TASK GOAL —
In the listing that follows, give every line again exactly and omit the pictures.

GIVEN DATA —
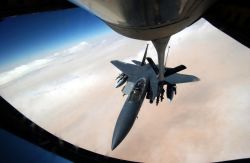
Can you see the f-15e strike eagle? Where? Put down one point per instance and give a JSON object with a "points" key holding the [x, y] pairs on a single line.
{"points": [[142, 81]]}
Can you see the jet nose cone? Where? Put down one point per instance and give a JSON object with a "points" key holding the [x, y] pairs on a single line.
{"points": [[124, 122]]}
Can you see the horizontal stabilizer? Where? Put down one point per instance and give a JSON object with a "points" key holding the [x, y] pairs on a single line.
{"points": [[126, 68], [171, 71], [181, 78]]}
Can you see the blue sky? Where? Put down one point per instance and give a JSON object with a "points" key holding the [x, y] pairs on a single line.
{"points": [[24, 38]]}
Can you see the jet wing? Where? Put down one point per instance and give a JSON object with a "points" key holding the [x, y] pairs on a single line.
{"points": [[126, 68], [181, 78], [170, 71]]}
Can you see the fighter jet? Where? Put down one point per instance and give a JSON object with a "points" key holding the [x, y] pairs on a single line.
{"points": [[143, 81]]}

YOUR SOLUTION —
Can you see the f-15e strike eagle? Where? Put down one point per instance and give a JSON object with a "points" key holding the [x, y] pairs on a single line.
{"points": [[142, 81]]}
Can you see the jet nose cone? Where? Put down one point per instance and give a JSON object with a "points" key holding the [x, y] pairs on a single line.
{"points": [[124, 122]]}
Can you see the horizontal stabilizer? Where? Put down one point per instance and give a JSON object with a "points" key holding the [x, y] pairs on a single line.
{"points": [[126, 68], [171, 71], [181, 78]]}
Can you see the blue sky? Where? Put down one point per instance and give a JSON object with a "points" key holding the [x, y] pairs on a single line.
{"points": [[24, 38]]}
Can you see the jet wing? Where? Put down one point per instance and give a JSON object with a "points" key holding the [x, y] pairs on a single line.
{"points": [[126, 68], [181, 78], [170, 71]]}
Can you see the fighter jet? Where? Put down one point per instance and give a JSON object with a "points" key holding the [x, y] pairs on a single line.
{"points": [[143, 81]]}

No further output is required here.